— START OF SOURCE PASSAGE —

Picked up an Altec Lansing VS2421 last weekend and am loving it! The sound quality is jus waaayy above my old SBS A370. The only drawback is that near a mobile phone, everytime there is a call/sms/signal search, the speaker gives out a morse code type noise.. which is genuinely irritating


----------



## VexByte (Nov 27, 2008)

I'm having the two brands at my home.

AL is having better bass. But I feel *Creative is overall VFM.*


----------



## Psychosocial (Nov 27, 2008)

^^All speakers from both the brand ?


----------



## VexByte (Nov 27, 2008)

Not all speakers !!! _Hope even you cannot acquire all the speakers ?_

What I meant is "Two sets of speakers, one from AL & another from Creative"


----------



## Zangetsu (Nov 27, 2008)

IMO Altec lansin is better than creative.i m usin for 5 yrs no prob in sound


----------



## Psychosocial (Nov 27, 2008)

VexByte said:


> Not all speakers !!! _Hope even you cannot acquire all the speakers ?_
> 
> What I meant is "Two sets of speakers, one from AL & another from Creative"


2

Then how did you rate the overall VFM of the two companies ?


----------



## juggler (Nov 27, 2008)

azbokikr said:


> everytime there is a call/sms/signal search, the speaker gives out a morse code type noise.. which is genuinely irritating



This is a problem with a lot of speakers


----------

— END OF SOURCE PASSAGE —

> WRITTEN TASK A:
Please locate every row that contains the word "dark" and copy each of those rows in full.
The rows have no connection to the forum thread above.

— START OF GIVEN ENTRIES —

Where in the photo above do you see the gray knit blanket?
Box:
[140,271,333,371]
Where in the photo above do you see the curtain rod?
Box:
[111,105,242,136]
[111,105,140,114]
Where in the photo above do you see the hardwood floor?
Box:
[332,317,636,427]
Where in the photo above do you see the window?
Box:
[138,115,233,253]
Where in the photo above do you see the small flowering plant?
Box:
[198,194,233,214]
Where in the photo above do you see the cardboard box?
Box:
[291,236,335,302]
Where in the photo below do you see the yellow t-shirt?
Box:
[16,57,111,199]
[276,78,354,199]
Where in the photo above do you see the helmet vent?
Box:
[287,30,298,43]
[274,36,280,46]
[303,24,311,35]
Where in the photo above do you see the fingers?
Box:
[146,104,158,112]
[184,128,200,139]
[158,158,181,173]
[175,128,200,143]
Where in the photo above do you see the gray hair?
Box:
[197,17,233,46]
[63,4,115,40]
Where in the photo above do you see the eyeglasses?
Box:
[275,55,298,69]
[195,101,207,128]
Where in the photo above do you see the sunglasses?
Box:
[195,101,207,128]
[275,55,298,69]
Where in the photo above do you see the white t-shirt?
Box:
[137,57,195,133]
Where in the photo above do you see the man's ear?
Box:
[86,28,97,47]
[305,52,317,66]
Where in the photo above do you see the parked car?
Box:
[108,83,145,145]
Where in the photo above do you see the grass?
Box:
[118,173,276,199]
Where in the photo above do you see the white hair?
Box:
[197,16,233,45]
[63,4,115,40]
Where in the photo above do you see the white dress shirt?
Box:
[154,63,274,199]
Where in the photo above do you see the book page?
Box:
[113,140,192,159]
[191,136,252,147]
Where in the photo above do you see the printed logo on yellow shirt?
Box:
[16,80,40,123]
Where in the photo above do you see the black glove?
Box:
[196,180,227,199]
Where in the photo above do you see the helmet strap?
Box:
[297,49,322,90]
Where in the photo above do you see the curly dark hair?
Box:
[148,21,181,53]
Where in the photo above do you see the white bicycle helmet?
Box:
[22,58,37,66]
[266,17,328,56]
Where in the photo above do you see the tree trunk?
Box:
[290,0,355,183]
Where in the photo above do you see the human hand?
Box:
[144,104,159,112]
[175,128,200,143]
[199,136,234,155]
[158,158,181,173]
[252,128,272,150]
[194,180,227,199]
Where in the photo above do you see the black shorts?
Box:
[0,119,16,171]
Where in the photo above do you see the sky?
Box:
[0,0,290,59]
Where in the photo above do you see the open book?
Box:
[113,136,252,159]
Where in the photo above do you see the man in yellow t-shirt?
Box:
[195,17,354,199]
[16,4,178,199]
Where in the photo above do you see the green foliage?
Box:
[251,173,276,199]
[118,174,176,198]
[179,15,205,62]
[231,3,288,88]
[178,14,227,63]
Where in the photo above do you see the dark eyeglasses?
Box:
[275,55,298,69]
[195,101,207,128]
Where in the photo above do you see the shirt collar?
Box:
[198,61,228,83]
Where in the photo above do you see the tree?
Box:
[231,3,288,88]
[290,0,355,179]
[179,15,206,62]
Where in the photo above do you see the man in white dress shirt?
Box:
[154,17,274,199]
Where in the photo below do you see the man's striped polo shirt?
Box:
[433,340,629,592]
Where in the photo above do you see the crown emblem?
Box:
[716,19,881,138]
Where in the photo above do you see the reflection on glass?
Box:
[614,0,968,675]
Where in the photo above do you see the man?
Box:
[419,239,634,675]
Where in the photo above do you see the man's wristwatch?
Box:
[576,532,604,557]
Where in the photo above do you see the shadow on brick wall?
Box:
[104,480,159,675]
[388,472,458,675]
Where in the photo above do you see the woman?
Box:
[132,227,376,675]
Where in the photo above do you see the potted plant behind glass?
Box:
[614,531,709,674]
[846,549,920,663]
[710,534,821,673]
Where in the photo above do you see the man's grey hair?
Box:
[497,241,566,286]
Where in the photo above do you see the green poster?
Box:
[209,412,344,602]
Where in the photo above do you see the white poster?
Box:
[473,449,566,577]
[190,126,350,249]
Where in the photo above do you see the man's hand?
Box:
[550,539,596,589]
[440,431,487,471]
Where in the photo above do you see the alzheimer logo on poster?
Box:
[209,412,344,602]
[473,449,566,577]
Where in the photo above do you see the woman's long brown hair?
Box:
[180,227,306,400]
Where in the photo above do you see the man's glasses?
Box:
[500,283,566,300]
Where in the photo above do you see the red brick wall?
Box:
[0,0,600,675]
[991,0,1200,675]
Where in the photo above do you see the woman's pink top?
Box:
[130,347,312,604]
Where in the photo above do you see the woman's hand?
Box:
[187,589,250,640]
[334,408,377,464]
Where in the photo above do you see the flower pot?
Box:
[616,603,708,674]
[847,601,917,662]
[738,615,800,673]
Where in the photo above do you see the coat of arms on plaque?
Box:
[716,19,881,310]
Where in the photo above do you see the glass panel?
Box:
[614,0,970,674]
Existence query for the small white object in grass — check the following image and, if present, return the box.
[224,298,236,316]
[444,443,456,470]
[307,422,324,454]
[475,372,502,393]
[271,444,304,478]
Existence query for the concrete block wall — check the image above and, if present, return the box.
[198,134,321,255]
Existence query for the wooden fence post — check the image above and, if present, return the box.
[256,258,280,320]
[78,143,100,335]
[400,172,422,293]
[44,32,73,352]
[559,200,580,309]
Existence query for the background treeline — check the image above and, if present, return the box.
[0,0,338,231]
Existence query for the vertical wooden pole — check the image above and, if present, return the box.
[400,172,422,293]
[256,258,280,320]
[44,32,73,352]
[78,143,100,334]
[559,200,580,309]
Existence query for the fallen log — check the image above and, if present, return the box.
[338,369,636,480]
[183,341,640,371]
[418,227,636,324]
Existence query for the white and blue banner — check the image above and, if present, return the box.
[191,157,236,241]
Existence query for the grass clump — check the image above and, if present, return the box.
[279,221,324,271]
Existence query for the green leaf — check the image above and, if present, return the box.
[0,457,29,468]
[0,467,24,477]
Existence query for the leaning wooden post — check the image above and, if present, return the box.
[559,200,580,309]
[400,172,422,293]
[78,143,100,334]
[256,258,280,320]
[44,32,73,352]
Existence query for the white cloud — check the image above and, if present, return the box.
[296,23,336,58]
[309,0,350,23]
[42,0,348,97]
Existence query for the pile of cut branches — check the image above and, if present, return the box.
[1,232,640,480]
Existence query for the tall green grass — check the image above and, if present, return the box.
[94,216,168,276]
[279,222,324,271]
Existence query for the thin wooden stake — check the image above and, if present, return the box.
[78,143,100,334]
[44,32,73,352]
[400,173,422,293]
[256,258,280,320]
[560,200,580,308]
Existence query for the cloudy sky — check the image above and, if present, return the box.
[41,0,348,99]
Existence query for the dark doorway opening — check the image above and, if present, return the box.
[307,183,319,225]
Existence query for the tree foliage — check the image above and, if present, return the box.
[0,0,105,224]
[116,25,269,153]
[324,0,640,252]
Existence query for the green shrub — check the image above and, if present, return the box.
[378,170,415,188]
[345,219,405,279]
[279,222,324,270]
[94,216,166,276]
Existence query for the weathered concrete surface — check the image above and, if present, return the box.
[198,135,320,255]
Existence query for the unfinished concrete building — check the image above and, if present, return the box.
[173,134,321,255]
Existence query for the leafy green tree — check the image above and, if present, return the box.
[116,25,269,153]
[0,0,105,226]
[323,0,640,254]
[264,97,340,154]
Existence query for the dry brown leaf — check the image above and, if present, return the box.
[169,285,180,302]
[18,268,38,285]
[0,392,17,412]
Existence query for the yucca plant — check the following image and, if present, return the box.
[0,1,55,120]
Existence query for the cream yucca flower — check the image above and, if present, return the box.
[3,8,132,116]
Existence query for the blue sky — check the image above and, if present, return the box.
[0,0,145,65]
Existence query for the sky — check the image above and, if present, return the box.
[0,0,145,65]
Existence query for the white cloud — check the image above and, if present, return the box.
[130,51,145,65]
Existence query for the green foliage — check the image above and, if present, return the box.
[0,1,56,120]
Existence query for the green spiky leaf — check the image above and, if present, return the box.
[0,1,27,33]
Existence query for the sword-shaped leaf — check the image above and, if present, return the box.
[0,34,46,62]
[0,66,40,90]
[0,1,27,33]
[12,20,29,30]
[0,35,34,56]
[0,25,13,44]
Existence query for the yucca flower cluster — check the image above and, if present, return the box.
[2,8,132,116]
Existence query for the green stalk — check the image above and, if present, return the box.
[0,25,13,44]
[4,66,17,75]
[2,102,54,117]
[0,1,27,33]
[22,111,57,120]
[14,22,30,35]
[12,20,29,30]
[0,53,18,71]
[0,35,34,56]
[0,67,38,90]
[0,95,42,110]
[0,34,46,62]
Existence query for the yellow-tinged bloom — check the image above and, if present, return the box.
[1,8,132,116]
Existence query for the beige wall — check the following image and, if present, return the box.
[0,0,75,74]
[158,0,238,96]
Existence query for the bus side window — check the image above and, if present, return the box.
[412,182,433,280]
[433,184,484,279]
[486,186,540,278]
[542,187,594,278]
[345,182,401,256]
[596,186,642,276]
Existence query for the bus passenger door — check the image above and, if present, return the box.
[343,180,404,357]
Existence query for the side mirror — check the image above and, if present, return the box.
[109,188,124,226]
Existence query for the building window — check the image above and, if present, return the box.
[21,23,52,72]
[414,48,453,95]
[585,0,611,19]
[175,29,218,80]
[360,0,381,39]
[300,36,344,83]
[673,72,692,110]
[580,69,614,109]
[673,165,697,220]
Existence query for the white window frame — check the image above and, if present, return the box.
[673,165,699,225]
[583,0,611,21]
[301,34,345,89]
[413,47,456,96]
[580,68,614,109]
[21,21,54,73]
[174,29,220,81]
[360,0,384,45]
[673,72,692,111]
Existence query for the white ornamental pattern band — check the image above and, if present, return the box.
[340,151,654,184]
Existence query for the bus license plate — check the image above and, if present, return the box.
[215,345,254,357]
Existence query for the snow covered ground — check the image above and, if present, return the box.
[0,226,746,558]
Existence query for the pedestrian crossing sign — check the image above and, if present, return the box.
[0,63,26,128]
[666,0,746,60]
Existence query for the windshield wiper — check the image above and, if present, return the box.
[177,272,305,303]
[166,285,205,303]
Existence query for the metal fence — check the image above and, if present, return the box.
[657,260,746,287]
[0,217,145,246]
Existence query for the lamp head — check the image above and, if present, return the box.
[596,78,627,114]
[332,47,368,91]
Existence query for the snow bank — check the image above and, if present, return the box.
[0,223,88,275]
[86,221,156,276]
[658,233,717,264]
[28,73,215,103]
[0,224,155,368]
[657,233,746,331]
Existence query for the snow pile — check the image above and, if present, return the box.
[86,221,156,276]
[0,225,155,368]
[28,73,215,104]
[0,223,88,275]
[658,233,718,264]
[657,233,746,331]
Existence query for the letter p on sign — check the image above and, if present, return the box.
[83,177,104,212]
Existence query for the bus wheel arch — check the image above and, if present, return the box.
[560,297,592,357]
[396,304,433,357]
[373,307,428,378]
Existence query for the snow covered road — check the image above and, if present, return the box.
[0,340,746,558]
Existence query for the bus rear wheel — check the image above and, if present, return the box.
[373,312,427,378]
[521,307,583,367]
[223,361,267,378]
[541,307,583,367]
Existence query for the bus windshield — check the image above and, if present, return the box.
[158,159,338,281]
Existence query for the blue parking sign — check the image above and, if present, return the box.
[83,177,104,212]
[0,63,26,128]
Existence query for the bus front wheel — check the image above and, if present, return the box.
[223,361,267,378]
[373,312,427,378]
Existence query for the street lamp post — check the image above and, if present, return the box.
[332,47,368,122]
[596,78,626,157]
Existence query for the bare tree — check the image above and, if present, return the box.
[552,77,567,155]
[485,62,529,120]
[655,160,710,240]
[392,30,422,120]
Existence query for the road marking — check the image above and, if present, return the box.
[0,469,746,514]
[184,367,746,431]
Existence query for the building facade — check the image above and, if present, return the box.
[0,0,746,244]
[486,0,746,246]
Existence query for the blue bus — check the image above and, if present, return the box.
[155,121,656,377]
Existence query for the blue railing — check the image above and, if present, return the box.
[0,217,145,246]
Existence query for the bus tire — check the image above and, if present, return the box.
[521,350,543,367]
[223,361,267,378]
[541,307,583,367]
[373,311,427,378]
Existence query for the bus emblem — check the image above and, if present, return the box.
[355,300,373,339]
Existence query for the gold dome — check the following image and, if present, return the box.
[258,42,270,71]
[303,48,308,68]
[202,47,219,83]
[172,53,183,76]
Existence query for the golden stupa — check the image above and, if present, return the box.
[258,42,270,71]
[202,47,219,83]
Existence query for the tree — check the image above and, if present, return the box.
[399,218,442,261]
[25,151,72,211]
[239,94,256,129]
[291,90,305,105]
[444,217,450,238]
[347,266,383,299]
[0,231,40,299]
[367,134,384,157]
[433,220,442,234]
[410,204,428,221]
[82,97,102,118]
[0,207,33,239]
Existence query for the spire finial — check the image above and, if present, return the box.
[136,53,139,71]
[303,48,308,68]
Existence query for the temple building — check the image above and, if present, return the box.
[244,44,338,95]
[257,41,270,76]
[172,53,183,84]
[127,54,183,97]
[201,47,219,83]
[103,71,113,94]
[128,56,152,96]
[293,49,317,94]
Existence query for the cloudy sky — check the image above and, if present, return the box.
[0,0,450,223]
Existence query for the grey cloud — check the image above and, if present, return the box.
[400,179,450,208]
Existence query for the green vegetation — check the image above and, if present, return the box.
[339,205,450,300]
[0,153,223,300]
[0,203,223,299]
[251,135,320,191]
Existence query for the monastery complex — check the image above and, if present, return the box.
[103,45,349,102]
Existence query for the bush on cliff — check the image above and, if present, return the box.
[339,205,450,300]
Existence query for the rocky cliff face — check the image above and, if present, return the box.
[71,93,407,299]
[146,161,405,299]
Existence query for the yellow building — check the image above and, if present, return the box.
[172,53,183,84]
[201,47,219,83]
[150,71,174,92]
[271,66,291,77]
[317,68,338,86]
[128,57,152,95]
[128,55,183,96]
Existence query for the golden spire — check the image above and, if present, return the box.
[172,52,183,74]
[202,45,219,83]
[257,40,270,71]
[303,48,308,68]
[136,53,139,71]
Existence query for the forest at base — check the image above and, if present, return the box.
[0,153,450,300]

— END OF GIVEN ENTRIES —

> WRITTEN TASK B:
Translate this sentence from the forum thread into Spanish: "This is a problem with a lot of speakers"

> TASK ANSWER A:
Where in the photo above do you see the curly dark hair?
Where in the photo above do you see the dark eyeglasses?
Existence query for the dark doorway opening — check the image above and, if present, return the box.

> TASK ANSWER B:
Este es un problema que tienen muchos altavoces.